[DATA SECTION]
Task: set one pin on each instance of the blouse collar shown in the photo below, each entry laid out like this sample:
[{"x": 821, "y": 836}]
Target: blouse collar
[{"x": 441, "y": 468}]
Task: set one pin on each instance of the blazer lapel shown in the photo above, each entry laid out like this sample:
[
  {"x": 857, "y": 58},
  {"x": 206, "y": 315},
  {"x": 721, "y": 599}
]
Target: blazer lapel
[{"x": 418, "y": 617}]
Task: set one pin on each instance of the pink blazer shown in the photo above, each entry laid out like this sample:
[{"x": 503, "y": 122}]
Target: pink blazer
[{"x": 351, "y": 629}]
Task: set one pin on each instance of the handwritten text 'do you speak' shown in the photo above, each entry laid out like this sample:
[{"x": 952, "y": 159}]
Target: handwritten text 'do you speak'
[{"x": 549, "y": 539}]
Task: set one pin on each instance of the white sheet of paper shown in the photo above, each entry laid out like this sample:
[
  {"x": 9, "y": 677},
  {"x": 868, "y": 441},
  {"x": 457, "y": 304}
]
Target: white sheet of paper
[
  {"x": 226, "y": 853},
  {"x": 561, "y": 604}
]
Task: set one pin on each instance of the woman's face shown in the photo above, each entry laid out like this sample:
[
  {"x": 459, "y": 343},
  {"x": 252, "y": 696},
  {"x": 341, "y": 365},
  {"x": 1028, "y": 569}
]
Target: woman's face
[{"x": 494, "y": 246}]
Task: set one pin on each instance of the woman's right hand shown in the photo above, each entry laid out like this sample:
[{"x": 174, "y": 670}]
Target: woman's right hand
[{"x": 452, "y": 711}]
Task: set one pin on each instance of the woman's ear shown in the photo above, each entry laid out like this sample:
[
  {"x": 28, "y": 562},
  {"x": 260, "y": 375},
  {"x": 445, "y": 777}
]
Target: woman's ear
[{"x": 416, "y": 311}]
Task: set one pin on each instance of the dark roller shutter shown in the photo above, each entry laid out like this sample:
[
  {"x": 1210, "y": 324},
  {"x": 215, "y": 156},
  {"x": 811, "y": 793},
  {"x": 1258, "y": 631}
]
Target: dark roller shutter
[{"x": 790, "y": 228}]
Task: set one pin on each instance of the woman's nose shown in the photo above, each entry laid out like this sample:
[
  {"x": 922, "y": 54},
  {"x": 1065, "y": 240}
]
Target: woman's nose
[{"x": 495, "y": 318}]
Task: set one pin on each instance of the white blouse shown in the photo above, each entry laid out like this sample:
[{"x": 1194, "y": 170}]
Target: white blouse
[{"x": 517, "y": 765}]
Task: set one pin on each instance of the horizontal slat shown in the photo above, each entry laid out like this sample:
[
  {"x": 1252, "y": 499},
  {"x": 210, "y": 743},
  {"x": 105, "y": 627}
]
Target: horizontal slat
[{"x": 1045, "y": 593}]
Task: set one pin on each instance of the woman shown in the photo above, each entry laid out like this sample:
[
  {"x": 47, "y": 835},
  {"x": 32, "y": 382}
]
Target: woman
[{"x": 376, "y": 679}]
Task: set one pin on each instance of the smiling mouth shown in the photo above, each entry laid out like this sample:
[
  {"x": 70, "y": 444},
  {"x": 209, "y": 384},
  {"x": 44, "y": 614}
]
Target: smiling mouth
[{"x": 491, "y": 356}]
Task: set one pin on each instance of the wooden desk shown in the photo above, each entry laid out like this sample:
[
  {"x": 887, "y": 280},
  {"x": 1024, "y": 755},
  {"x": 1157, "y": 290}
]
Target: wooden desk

[ABOUT THIS EXERCISE] Your answer should be one number: how many lines of the records hold "desk".

[RESULT OF THIS TASK] 2